> **Aufgaben**
1) Kannst du im Auszug über Gabalier alles von „Video: Das war“ bis hinunter zu „moralische Zeigefinger empor.“ wiedergeben und dabei „Deutschland“ gegen „Österreich“ austauschen?
2) Wie geht der Auszug über Gabalier weiter? Führe ihn nach seinem letzten Satz fort.

Video: Das war beim Konzert los
Nur: Während die deutsche Schlager-Queen auch privat recht steril daher kommt, stapft der österreichische Volks-Rock’n’Roller hemdsärmelig durchs Leben. Und eckt an. Singt auf einer Veranstaltung die alte Fassung der Bundeshymne: Statt „Heimat großer Töchter und Söhne“ lieber „Heimat bist du großer Söhne“. Oder plappert im Interview: "Man hat’s nicht leicht auf der Welt, wenn man als Manderl noch auf ein Weiberl steht." Oha, wenn Gabalier dann auch noch im „Sweet little Rehlein“ die Damen mit (Frei-) Wild vergleicht, da schnellt in Deutschland flugs der moralische Zeigefinger empor.

> **Angezeigte Informationen**

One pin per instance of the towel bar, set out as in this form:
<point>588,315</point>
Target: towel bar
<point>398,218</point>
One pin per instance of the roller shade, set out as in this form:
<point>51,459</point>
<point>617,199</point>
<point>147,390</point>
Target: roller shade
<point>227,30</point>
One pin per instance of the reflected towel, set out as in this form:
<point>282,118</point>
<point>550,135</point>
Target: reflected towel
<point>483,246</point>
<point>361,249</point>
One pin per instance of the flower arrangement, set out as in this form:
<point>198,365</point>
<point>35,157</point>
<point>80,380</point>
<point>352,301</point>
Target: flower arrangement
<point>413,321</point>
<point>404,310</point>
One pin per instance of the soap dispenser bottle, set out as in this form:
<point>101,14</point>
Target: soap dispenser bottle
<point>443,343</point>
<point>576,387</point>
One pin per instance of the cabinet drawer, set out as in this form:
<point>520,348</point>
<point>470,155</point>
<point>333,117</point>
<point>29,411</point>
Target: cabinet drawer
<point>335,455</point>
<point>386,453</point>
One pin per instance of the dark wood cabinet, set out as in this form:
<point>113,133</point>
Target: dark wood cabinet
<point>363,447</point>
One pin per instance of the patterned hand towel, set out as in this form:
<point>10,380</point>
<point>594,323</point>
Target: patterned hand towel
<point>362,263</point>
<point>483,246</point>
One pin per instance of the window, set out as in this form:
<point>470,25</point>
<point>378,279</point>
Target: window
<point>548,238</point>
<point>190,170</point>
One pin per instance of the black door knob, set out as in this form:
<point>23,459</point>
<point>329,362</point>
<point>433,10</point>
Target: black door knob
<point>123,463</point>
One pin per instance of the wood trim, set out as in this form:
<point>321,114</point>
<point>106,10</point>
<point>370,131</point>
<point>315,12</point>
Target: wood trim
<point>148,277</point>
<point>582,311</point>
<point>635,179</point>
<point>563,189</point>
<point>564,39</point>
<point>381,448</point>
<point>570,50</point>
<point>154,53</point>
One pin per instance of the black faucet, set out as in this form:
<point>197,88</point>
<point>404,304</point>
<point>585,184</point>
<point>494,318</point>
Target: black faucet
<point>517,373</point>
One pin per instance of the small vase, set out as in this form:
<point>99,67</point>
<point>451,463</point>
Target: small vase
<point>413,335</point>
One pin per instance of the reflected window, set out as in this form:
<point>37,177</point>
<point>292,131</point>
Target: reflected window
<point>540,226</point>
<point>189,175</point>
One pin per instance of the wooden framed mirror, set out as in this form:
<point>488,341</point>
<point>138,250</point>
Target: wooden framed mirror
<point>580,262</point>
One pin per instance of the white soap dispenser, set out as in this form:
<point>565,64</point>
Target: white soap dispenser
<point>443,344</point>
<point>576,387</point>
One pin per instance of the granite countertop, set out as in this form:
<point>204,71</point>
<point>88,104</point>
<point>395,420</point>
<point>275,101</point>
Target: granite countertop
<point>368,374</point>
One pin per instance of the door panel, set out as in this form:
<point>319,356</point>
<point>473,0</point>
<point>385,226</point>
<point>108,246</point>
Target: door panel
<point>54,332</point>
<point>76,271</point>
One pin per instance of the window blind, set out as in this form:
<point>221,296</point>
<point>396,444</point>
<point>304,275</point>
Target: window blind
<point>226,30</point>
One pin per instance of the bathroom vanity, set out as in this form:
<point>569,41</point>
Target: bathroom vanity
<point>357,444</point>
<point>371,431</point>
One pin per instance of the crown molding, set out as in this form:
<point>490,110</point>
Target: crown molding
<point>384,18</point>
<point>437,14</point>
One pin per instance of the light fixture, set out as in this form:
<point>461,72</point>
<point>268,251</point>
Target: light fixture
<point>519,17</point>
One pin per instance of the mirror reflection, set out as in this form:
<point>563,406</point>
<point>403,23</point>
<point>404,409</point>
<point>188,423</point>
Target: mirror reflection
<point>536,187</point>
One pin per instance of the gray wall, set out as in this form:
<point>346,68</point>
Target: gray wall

> **Antworten**
1)
Video: Das war beim Konzert los
Nur: Während die deutsche Schlager-Queen auch privat recht steril daher kommt, stapft der österreichische Volks-Rock’n’Roller hemdsärmelig durchs Leben. Und eckt an. Singt auf einer Veranstaltung die alte Fassung der Bundeshymne: Statt „Heimat großer Töchter und Söhne“ lieber „Heimat bist du großer Söhne“. Oder plappert im Interview: "Man hat’s nicht leicht auf der Welt, wenn man als Manderl noch auf ein Weiberl steht." Oha, wenn Gabalier dann auch noch im „Sweet little Rehlein“ die Damen mit (Frei-) Wild vergleicht, da schnellt in Österreich flugs der moralische Zeigefinger empor.

2)
Doch die Political Correctness schreibt der 31-Jährige nicht ganz so groß. Chauvi-Sprüche, Heimattümelei, ein paar mit entsprechendem Willen als rechtsoffen interpretierbare Textpassagen – Gabalier hat’s dennoch stets verstanden, nicht braun angemalt zu werden. Und das nicht nur wegen seines Hangs zu rot-weißer Tracht. „Als Steirer Bua sag‘ i gern, was i mog“, spricht er zu den Giebelstadtern, bittet sie, ihn zu nehmen, wie er ist. Sie tun ihm den Gefallen.
Sie tun’s gern, denn sie werden großartig unterhalten. Schnell vergessen ist da bei den Meisten das Schwitzen im Stau auf der B19. Über 13 Kilometer staute sich der Verkehr von Giebelstadt zurück nach Würzburg. Viele sind offenbar deutlich zu spät losgefahren, haben Ausweichrouten wie über Winterhausen oder Ochsenfurt nicht wahrgenommen. Doch Andreas Gabalier löst’s pragmatisch, fängt eine halbe Stunde später an.
„Hulapalu“ schon am Anfang, hoppla. Da fliegen BHs in Rot und Lila. Lederhose, weißes Tanktop, schwarze Weste, Sonnenbrille, Pomade – das ist Andreas Gabalier. Der Showman.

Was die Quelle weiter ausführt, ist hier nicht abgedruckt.